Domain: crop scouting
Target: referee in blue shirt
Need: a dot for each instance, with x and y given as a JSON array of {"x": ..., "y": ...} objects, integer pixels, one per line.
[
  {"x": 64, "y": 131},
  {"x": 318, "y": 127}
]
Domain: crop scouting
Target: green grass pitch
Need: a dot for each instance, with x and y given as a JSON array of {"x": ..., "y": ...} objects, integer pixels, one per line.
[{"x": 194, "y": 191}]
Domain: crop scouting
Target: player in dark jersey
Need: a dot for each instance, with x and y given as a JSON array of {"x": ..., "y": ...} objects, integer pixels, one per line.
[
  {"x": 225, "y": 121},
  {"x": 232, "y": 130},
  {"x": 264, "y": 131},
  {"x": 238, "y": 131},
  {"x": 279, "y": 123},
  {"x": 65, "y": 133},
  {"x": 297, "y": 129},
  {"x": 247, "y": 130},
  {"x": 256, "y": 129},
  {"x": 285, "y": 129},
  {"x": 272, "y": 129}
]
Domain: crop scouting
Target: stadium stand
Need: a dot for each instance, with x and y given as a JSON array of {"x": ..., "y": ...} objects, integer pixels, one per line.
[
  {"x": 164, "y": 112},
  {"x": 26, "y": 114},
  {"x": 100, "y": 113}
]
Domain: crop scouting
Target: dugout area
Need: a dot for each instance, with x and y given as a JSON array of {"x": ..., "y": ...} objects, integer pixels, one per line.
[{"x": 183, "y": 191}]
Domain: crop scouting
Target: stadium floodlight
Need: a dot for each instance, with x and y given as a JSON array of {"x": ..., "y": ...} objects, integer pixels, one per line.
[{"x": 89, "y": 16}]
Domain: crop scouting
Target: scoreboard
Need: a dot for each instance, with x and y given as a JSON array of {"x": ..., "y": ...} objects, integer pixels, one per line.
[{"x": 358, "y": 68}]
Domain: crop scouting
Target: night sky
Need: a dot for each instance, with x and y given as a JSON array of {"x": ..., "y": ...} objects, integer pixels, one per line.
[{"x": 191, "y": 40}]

EXERCISE GOAL >> Would you restate exactly the lines of the material above, from its opening line through the line with "Target: green grass pitch", and output only those?

TASK ANSWER >>
Domain: crop scouting
Target: referee in blue shirt
Need: a dot for each instance, with x and y given as a JSON array of {"x": ..., "y": ...} objects, integer pixels, one per line.
[
  {"x": 64, "y": 131},
  {"x": 318, "y": 127}
]
Domain: crop scouting
Target: green grass pitch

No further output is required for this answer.